Valentin Petrovitch Clouchko (1908-1989), constructeur général des moteurs fusées à ergols liquides des lanceurs et systèmes spatiaux.

Né en 1908, il termine ses études en 1929 à l'université de Leningrad. Il est admis au Laboratoire de dynamique des gaz où il développe le moteur à réaction électrique ERD.

De 1930 à 33, il développe les moteurs ORM 1 à ORM 52 (moteurs expérimentaux à liquides) dont la poussée varie de 20 à 300 kg.

En 1933, Gloushko entre à Institut de Recherches Scientifiques RNII comme constructeur en chef des moteurs fusées liquides. Il construit les moteurs ORM 53 à ORM 102 de 80 à 600 kg de poussée. 

En 1939, il constitue un groupe autonome et devient constructeur principal d'un département de moteurs fusées d'appoint dans une usine aéronautique de Moscou.

A partir de 1941, il se replie à Kazan et développe les moteurs RD 1 à RD 4 de 300 à 1000 kg de poussée qui seront monté sur des avions construits par Korolev.

#### ENTRÉES EXTRAITES
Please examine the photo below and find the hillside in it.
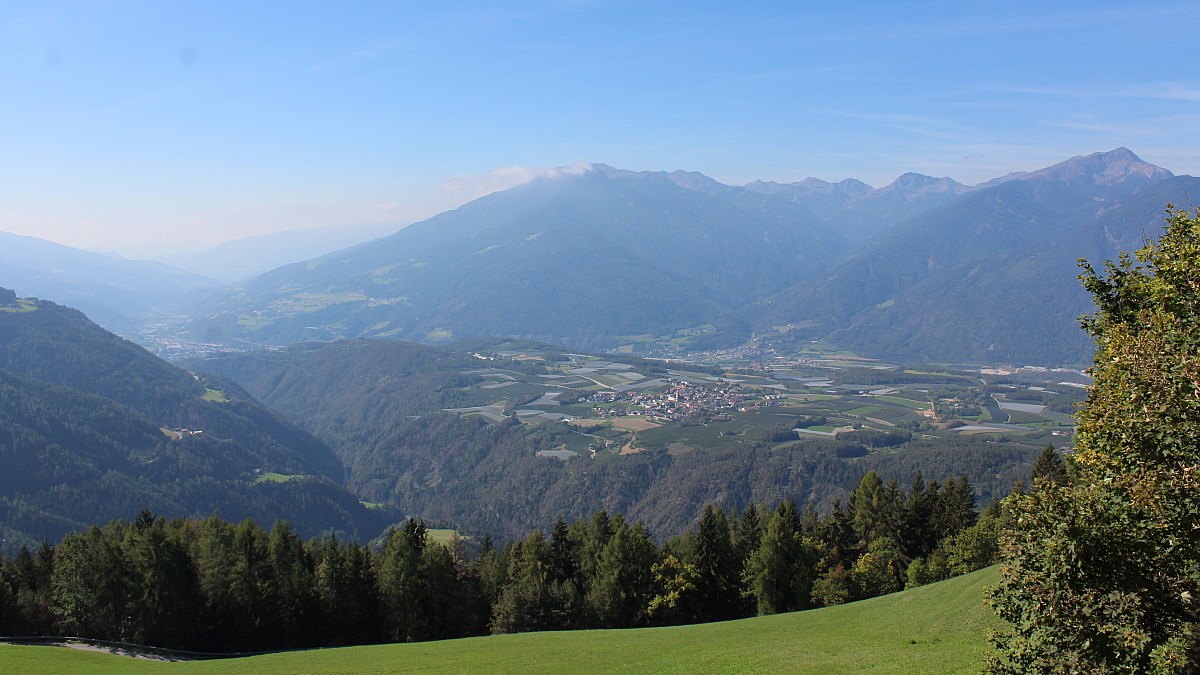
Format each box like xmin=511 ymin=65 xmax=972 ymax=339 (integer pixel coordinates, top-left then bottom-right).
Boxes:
xmin=188 ymin=340 xmax=1065 ymax=537
xmin=758 ymin=149 xmax=1200 ymax=364
xmin=175 ymin=148 xmax=1196 ymax=365
xmin=0 ymin=568 xmax=996 ymax=674
xmin=0 ymin=232 xmax=217 ymax=329
xmin=182 ymin=165 xmax=845 ymax=347
xmin=0 ymin=289 xmax=383 ymax=549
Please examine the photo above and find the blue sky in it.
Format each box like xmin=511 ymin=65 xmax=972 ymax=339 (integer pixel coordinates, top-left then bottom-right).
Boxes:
xmin=0 ymin=0 xmax=1200 ymax=247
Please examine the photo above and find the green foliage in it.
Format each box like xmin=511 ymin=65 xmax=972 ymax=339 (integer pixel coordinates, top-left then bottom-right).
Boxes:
xmin=0 ymin=294 xmax=386 ymax=552
xmin=0 ymin=571 xmax=995 ymax=675
xmin=990 ymin=210 xmax=1200 ymax=673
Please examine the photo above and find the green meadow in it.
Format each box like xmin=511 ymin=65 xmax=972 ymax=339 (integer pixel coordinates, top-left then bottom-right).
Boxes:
xmin=0 ymin=568 xmax=996 ymax=674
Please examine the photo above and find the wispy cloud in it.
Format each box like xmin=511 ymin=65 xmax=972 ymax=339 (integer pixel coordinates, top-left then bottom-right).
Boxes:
xmin=985 ymin=82 xmax=1200 ymax=102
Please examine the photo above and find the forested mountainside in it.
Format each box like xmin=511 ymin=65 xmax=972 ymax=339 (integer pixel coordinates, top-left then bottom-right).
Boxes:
xmin=761 ymin=154 xmax=1200 ymax=364
xmin=0 ymin=289 xmax=383 ymax=549
xmin=186 ymin=148 xmax=1196 ymax=365
xmin=190 ymin=340 xmax=1049 ymax=536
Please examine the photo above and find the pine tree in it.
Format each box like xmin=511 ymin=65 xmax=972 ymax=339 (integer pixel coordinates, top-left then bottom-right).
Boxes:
xmin=989 ymin=208 xmax=1200 ymax=673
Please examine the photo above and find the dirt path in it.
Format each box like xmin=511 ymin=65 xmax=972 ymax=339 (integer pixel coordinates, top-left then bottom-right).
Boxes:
xmin=5 ymin=640 xmax=190 ymax=662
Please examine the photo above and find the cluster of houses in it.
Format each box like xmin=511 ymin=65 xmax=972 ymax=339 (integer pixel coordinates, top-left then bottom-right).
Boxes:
xmin=587 ymin=380 xmax=787 ymax=423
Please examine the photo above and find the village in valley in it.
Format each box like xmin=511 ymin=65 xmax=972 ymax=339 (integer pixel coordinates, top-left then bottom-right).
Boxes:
xmin=446 ymin=348 xmax=1088 ymax=461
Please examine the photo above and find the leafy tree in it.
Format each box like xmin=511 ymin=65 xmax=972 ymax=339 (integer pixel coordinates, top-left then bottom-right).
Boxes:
xmin=647 ymin=554 xmax=698 ymax=626
xmin=989 ymin=208 xmax=1200 ymax=673
xmin=1030 ymin=446 xmax=1069 ymax=485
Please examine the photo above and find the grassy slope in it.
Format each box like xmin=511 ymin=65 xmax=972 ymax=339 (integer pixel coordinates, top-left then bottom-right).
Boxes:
xmin=0 ymin=569 xmax=996 ymax=674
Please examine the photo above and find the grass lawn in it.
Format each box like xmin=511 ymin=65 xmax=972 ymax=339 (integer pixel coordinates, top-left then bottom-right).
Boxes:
xmin=0 ymin=568 xmax=996 ymax=674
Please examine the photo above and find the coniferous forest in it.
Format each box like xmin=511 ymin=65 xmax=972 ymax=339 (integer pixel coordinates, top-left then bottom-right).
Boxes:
xmin=0 ymin=466 xmax=1003 ymax=652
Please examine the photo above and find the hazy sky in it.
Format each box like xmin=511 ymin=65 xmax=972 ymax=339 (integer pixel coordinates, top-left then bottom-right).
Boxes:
xmin=0 ymin=0 xmax=1200 ymax=247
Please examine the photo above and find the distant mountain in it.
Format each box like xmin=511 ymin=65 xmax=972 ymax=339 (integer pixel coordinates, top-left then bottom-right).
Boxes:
xmin=158 ymin=223 xmax=401 ymax=283
xmin=0 ymin=289 xmax=382 ymax=549
xmin=760 ymin=148 xmax=1185 ymax=364
xmin=0 ymin=232 xmax=217 ymax=329
xmin=177 ymin=148 xmax=1194 ymax=364
xmin=745 ymin=173 xmax=971 ymax=245
xmin=182 ymin=165 xmax=845 ymax=347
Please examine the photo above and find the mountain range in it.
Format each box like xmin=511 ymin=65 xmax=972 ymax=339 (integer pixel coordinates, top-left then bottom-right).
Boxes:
xmin=0 ymin=288 xmax=385 ymax=550
xmin=0 ymin=232 xmax=218 ymax=331
xmin=175 ymin=148 xmax=1200 ymax=365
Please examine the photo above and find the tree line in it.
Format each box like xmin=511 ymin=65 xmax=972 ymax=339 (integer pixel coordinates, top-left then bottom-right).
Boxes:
xmin=0 ymin=472 xmax=1001 ymax=652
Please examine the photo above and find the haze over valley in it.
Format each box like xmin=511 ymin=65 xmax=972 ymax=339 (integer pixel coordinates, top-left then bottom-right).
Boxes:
xmin=0 ymin=0 xmax=1200 ymax=674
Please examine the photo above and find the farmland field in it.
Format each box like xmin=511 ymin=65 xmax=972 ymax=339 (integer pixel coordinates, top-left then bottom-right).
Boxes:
xmin=0 ymin=568 xmax=996 ymax=675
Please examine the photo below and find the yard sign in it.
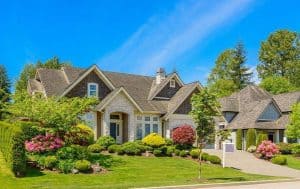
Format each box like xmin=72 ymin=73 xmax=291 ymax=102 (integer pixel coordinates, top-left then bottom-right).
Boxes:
xmin=222 ymin=142 xmax=234 ymax=168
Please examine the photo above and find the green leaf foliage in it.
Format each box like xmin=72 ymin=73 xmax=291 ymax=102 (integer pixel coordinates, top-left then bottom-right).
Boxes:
xmin=286 ymin=103 xmax=300 ymax=139
xmin=190 ymin=88 xmax=220 ymax=145
xmin=9 ymin=92 xmax=98 ymax=134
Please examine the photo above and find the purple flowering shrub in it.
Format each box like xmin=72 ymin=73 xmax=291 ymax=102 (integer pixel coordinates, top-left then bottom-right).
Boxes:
xmin=256 ymin=140 xmax=279 ymax=159
xmin=25 ymin=134 xmax=64 ymax=153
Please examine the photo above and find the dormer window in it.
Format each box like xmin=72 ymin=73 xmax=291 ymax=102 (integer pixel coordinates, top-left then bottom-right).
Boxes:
xmin=170 ymin=79 xmax=176 ymax=88
xmin=88 ymin=83 xmax=98 ymax=97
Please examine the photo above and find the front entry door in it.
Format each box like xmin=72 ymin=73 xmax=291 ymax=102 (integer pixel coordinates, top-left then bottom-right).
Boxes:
xmin=109 ymin=121 xmax=122 ymax=144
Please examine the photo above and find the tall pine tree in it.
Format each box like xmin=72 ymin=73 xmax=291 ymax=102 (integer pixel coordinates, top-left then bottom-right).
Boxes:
xmin=0 ymin=64 xmax=10 ymax=119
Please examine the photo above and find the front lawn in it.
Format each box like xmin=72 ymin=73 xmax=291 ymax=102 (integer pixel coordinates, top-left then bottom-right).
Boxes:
xmin=0 ymin=153 xmax=275 ymax=189
xmin=284 ymin=155 xmax=300 ymax=170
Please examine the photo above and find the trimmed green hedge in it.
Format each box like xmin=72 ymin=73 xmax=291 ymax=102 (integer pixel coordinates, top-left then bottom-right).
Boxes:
xmin=236 ymin=129 xmax=243 ymax=150
xmin=0 ymin=122 xmax=26 ymax=177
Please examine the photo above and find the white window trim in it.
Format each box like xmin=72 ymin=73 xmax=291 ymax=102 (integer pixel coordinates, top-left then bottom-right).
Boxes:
xmin=87 ymin=83 xmax=99 ymax=97
xmin=170 ymin=79 xmax=176 ymax=88
xmin=134 ymin=115 xmax=162 ymax=139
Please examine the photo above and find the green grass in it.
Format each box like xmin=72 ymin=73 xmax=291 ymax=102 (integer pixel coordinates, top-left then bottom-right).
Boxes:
xmin=0 ymin=153 xmax=275 ymax=189
xmin=284 ymin=155 xmax=300 ymax=170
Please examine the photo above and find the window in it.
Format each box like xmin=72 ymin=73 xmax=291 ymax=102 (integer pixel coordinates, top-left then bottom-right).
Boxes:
xmin=88 ymin=83 xmax=98 ymax=97
xmin=258 ymin=103 xmax=280 ymax=121
xmin=145 ymin=116 xmax=150 ymax=121
xmin=170 ymin=79 xmax=176 ymax=88
xmin=152 ymin=123 xmax=158 ymax=133
xmin=145 ymin=123 xmax=151 ymax=136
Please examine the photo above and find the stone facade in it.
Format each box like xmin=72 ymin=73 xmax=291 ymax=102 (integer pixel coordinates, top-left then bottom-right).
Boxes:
xmin=66 ymin=71 xmax=111 ymax=100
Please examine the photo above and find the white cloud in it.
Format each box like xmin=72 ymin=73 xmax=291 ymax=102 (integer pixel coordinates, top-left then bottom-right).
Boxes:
xmin=98 ymin=0 xmax=252 ymax=77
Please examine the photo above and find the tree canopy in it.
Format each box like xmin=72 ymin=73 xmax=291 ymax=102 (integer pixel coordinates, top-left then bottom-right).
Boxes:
xmin=208 ymin=42 xmax=252 ymax=97
xmin=257 ymin=30 xmax=300 ymax=87
xmin=15 ymin=56 xmax=71 ymax=93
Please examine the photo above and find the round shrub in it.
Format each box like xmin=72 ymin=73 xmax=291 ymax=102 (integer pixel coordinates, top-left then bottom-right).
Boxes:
xmin=179 ymin=150 xmax=187 ymax=157
xmin=153 ymin=149 xmax=163 ymax=157
xmin=247 ymin=146 xmax=256 ymax=153
xmin=56 ymin=145 xmax=90 ymax=160
xmin=256 ymin=133 xmax=268 ymax=146
xmin=166 ymin=146 xmax=175 ymax=157
xmin=271 ymin=156 xmax=287 ymax=165
xmin=107 ymin=144 xmax=121 ymax=153
xmin=172 ymin=124 xmax=196 ymax=145
xmin=88 ymin=144 xmax=104 ymax=153
xmin=190 ymin=149 xmax=200 ymax=159
xmin=25 ymin=134 xmax=64 ymax=153
xmin=96 ymin=136 xmax=116 ymax=149
xmin=256 ymin=140 xmax=279 ymax=159
xmin=64 ymin=124 xmax=94 ymax=146
xmin=201 ymin=152 xmax=209 ymax=161
xmin=174 ymin=149 xmax=180 ymax=156
xmin=142 ymin=133 xmax=166 ymax=147
xmin=121 ymin=142 xmax=144 ymax=155
xmin=45 ymin=156 xmax=58 ymax=169
xmin=58 ymin=160 xmax=74 ymax=174
xmin=207 ymin=155 xmax=221 ymax=164
xmin=75 ymin=160 xmax=91 ymax=172
xmin=246 ymin=129 xmax=256 ymax=149
xmin=277 ymin=142 xmax=293 ymax=154
xmin=165 ymin=138 xmax=173 ymax=146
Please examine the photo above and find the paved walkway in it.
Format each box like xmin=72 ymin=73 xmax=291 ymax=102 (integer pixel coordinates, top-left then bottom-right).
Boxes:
xmin=204 ymin=150 xmax=300 ymax=178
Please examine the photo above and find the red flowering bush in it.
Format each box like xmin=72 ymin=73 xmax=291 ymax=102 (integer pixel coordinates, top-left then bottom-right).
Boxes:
xmin=25 ymin=134 xmax=64 ymax=153
xmin=256 ymin=140 xmax=279 ymax=159
xmin=172 ymin=124 xmax=196 ymax=145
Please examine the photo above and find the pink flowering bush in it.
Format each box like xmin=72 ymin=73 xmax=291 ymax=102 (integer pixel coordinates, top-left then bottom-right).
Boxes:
xmin=256 ymin=140 xmax=279 ymax=159
xmin=25 ymin=134 xmax=64 ymax=153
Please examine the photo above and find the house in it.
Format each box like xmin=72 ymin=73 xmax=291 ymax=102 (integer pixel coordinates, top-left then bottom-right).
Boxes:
xmin=219 ymin=85 xmax=300 ymax=150
xmin=28 ymin=65 xmax=201 ymax=143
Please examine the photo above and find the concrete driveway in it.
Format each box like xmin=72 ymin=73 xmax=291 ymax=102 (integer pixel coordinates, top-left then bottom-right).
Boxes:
xmin=204 ymin=149 xmax=300 ymax=178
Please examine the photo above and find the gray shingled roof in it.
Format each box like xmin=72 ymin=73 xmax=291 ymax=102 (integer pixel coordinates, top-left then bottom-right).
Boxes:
xmin=29 ymin=67 xmax=199 ymax=114
xmin=273 ymin=91 xmax=300 ymax=112
xmin=220 ymin=85 xmax=300 ymax=129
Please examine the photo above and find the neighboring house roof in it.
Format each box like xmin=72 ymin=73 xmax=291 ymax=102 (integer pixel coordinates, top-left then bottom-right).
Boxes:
xmin=220 ymin=85 xmax=300 ymax=129
xmin=29 ymin=65 xmax=200 ymax=114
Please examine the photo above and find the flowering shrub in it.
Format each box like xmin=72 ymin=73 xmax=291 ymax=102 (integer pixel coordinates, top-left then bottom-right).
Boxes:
xmin=256 ymin=140 xmax=279 ymax=159
xmin=172 ymin=125 xmax=196 ymax=145
xmin=142 ymin=133 xmax=166 ymax=147
xmin=64 ymin=124 xmax=94 ymax=146
xmin=25 ymin=134 xmax=64 ymax=153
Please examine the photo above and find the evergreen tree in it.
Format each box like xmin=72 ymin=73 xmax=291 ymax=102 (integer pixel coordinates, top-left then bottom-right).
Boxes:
xmin=229 ymin=42 xmax=253 ymax=89
xmin=0 ymin=65 xmax=10 ymax=119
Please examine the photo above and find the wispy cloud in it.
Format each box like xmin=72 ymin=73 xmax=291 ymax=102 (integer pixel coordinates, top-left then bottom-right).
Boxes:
xmin=98 ymin=0 xmax=252 ymax=74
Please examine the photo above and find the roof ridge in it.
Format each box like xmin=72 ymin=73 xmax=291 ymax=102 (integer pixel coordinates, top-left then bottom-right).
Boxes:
xmin=102 ymin=70 xmax=155 ymax=79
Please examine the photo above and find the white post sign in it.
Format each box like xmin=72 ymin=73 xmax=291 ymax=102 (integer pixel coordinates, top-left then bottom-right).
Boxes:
xmin=222 ymin=142 xmax=235 ymax=168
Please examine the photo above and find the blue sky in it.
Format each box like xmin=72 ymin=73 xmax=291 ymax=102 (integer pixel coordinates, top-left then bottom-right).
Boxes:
xmin=0 ymin=0 xmax=300 ymax=87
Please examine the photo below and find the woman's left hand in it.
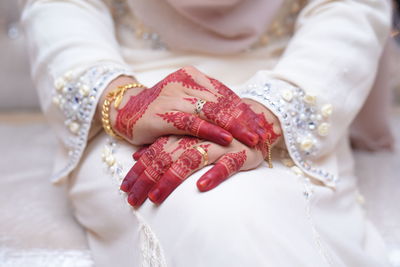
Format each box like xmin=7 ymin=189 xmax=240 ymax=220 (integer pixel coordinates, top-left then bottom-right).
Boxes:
xmin=121 ymin=100 xmax=281 ymax=207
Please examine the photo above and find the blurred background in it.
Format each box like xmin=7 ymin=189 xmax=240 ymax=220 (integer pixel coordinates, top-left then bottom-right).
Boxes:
xmin=0 ymin=0 xmax=400 ymax=267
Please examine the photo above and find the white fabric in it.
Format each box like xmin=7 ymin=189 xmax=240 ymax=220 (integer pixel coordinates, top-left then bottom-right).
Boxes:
xmin=19 ymin=0 xmax=390 ymax=266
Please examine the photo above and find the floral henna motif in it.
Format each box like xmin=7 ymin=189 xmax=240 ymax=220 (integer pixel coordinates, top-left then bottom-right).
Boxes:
xmin=114 ymin=85 xmax=162 ymax=140
xmin=157 ymin=112 xmax=203 ymax=136
xmin=171 ymin=137 xmax=200 ymax=154
xmin=217 ymin=150 xmax=247 ymax=176
xmin=114 ymin=69 xmax=214 ymax=140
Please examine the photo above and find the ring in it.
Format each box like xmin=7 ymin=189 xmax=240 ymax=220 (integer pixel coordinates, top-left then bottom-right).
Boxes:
xmin=194 ymin=99 xmax=207 ymax=115
xmin=194 ymin=146 xmax=208 ymax=166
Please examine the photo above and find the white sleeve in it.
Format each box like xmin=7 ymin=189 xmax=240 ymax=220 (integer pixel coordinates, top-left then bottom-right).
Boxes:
xmin=241 ymin=0 xmax=391 ymax=187
xmin=21 ymin=0 xmax=132 ymax=184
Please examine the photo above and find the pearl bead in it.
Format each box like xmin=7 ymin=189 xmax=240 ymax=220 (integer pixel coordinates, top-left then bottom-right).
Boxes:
xmin=318 ymin=122 xmax=330 ymax=136
xmin=321 ymin=104 xmax=333 ymax=118
xmin=53 ymin=96 xmax=60 ymax=106
xmin=356 ymin=193 xmax=365 ymax=205
xmin=68 ymin=122 xmax=79 ymax=134
xmin=300 ymin=138 xmax=314 ymax=151
xmin=303 ymin=94 xmax=316 ymax=105
xmin=106 ymin=155 xmax=115 ymax=166
xmin=64 ymin=70 xmax=74 ymax=81
xmin=54 ymin=78 xmax=65 ymax=91
xmin=282 ymin=90 xmax=293 ymax=102
xmin=281 ymin=158 xmax=294 ymax=167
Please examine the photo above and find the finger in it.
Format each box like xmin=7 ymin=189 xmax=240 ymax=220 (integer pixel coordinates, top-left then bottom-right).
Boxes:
xmin=157 ymin=112 xmax=233 ymax=146
xmin=128 ymin=155 xmax=172 ymax=207
xmin=178 ymin=92 xmax=258 ymax=147
xmin=132 ymin=146 xmax=149 ymax=161
xmin=148 ymin=143 xmax=219 ymax=204
xmin=197 ymin=150 xmax=247 ymax=192
xmin=120 ymin=136 xmax=169 ymax=192
xmin=128 ymin=137 xmax=200 ymax=207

#### CONSIGNES
[a] Répondez d'après le passage sur le constructeur de moteurs fusées :
(i) En quelle année termine-t-il ses études, et dans quelle université ?
(ii) Quelle plage de poussée couvrent les moteurs ORM 53 à ORM 102 ?
(iii) Dans quelle ville se replie-t-il à partir de 1941 ?
[b] Relevez chaque ligne ci-dessus qui contient le mot "flowering".

#### RÉPONSES DANS L'ORDRE
[a]
(i) En 1929, à l'université de Leningrad.
(ii) De 80 à 600 kg.
(iii) À Kazan.

[b]
Please examine the photo above and find the purple flowering shrub in it.
Please examine the photo above and find the red flowering bush in it.
Please examine the photo above and find the pink flowering bush in it.
Please examine the photo above and find the flowering shrub in it.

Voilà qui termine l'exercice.